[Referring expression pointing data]
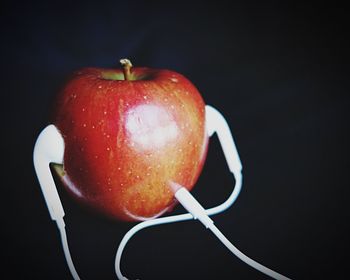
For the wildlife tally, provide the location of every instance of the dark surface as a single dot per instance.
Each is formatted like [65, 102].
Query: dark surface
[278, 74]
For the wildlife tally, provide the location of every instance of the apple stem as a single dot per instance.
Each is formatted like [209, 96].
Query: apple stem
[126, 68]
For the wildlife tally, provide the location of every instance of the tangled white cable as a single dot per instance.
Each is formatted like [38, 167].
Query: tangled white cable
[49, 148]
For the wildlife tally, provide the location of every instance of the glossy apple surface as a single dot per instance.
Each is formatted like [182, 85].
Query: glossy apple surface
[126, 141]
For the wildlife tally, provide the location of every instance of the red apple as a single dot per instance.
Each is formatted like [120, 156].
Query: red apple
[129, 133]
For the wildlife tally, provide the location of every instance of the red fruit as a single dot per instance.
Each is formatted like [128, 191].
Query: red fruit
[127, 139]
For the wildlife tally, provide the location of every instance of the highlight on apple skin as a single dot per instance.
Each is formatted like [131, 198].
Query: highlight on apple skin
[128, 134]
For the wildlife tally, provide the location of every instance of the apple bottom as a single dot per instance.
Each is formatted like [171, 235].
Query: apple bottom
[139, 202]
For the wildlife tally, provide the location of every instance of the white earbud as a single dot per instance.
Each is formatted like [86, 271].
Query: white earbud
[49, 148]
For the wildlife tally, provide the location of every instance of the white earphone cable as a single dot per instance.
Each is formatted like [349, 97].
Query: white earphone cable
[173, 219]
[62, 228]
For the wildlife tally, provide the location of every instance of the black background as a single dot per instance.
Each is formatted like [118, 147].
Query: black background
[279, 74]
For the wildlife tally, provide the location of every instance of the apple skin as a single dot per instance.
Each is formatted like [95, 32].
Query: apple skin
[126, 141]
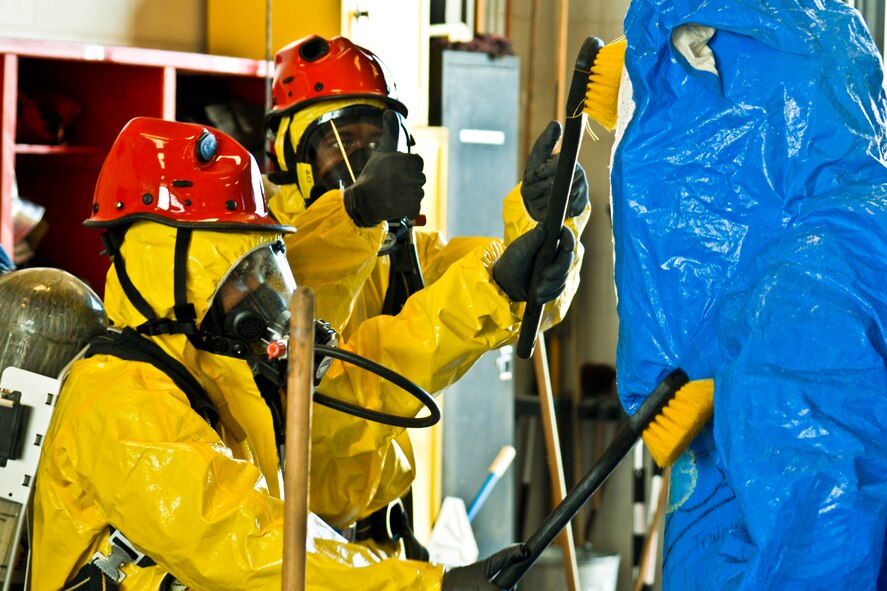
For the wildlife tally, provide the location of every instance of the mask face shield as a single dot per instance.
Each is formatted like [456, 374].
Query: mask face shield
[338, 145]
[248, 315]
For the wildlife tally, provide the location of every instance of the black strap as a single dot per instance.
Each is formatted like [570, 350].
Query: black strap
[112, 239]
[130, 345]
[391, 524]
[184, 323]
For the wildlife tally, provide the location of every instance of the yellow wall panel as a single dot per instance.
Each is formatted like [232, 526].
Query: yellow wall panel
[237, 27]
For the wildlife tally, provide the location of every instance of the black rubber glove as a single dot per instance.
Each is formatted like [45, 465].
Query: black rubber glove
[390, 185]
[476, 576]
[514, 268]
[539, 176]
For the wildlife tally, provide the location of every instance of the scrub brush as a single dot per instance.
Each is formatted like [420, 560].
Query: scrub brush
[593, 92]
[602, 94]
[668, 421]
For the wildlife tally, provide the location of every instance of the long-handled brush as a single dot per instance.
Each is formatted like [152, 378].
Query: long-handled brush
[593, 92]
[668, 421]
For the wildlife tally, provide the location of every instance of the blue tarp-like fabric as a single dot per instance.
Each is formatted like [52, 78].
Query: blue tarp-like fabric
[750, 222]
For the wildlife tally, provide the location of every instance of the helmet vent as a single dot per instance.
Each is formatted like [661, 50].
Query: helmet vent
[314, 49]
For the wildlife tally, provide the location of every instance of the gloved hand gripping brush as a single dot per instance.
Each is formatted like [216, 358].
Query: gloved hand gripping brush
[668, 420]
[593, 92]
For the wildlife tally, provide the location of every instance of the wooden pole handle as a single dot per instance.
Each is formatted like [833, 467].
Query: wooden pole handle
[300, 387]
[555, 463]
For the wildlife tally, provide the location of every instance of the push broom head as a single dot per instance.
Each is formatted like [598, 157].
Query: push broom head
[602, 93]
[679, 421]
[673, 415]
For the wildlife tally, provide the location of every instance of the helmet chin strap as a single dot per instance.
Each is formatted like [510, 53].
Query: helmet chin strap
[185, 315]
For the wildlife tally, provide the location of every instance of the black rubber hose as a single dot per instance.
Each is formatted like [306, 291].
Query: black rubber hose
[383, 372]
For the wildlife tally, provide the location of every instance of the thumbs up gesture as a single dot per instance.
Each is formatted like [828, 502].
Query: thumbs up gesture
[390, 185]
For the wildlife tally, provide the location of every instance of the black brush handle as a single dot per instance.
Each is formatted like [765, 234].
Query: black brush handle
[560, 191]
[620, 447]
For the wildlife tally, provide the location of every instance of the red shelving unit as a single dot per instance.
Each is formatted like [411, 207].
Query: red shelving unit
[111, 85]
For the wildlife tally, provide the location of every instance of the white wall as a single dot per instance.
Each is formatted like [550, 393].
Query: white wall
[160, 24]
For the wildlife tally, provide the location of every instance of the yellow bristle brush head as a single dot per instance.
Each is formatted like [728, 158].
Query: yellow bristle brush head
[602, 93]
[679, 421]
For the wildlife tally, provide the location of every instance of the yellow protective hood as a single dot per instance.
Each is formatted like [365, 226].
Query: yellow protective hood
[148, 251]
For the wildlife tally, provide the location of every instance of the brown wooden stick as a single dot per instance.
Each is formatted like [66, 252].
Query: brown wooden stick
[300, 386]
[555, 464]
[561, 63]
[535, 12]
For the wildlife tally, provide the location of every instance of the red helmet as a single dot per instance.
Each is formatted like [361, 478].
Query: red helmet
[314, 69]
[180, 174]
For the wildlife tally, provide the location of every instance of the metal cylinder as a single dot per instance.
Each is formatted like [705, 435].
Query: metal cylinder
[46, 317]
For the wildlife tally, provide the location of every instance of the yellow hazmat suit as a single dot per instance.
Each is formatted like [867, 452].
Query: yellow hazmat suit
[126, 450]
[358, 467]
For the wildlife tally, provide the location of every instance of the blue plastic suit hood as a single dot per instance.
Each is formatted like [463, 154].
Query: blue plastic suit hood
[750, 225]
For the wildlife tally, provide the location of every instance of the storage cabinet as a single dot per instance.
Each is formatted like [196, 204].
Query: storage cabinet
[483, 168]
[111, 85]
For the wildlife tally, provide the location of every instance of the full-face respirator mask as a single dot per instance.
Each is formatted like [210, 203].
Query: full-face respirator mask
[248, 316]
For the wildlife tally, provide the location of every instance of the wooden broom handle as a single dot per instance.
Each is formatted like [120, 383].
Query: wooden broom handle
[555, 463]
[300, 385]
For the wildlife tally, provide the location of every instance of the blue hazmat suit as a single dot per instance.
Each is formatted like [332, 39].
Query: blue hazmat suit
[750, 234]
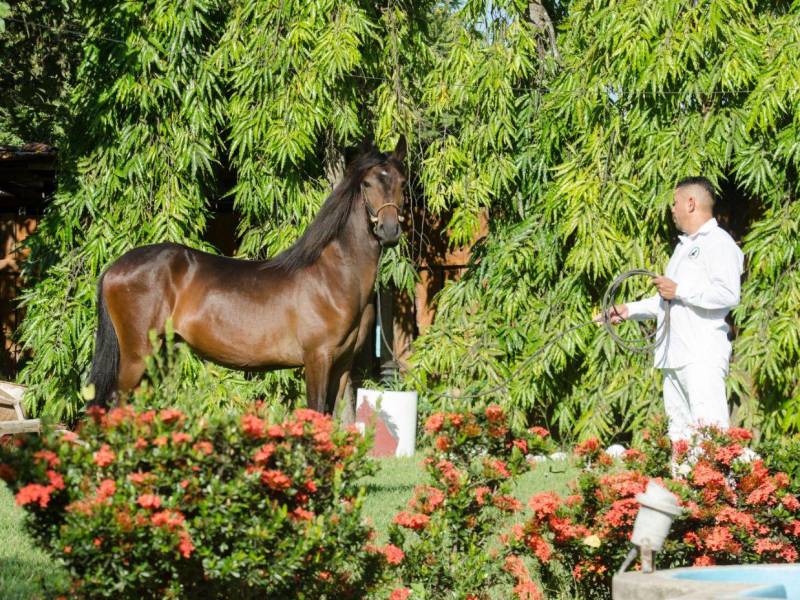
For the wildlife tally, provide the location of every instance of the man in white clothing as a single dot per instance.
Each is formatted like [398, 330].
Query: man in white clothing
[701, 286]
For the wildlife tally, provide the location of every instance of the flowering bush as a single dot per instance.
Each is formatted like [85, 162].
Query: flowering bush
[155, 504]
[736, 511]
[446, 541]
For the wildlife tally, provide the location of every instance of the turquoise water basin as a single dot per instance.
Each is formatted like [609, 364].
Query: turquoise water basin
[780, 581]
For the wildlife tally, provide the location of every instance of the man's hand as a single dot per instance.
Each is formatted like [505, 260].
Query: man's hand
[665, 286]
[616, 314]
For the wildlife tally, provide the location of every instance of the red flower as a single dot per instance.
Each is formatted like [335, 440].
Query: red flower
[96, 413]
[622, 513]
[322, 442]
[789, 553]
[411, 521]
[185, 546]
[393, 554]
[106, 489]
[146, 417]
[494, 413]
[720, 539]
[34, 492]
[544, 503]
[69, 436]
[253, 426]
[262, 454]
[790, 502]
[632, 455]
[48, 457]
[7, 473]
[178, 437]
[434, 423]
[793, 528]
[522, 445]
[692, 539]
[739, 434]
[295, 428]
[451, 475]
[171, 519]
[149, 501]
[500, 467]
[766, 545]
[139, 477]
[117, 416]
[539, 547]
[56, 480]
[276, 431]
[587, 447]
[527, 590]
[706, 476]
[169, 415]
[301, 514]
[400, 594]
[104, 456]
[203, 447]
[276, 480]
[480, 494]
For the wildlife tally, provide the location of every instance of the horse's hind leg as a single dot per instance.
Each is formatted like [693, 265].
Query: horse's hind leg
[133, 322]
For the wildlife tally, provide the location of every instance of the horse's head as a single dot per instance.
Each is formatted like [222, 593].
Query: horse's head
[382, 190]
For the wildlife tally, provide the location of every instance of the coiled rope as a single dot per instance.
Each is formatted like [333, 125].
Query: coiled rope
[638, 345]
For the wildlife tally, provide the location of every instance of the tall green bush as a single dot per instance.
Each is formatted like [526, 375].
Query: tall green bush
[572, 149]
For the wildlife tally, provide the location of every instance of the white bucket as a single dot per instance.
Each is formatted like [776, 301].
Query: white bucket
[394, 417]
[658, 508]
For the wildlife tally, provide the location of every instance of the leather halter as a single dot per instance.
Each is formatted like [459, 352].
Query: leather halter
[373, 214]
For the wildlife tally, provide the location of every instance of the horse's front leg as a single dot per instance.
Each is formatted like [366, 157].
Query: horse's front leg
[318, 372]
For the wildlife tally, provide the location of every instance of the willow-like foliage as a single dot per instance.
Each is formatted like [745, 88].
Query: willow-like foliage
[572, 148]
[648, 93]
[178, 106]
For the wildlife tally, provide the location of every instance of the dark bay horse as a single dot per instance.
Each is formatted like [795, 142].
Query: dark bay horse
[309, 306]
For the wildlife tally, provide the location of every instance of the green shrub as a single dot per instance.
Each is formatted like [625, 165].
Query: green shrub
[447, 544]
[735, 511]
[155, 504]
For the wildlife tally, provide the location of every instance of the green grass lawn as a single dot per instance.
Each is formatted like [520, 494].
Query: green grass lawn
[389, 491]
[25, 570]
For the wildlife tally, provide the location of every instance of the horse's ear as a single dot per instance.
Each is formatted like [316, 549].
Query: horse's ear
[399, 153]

_What you will do_
Retype the portion of the data above that starts on the line with "Each is formatted like [456, 374]." and finishes on the line with "Each is formatted like [45, 465].", including both of those lines.

_Task result_
Each is formatted like [456, 374].
Query: mask face shield
[338, 145]
[248, 315]
For the wildlife tally, provide the location of every instance of the black strap as a single dot per instance.
Each is formatted like [570, 350].
Query: black strap
[112, 239]
[130, 345]
[391, 524]
[184, 323]
For the wildlife tally, provide the location of every instance of the yellow wall panel as a single dot per instance.
Each is formatted like [232, 526].
Query: yellow wall panel
[237, 27]
For the wildlife tally, provide the location of every instance of the black rubber glove as a single dot per instance.
Each is formatted like [45, 465].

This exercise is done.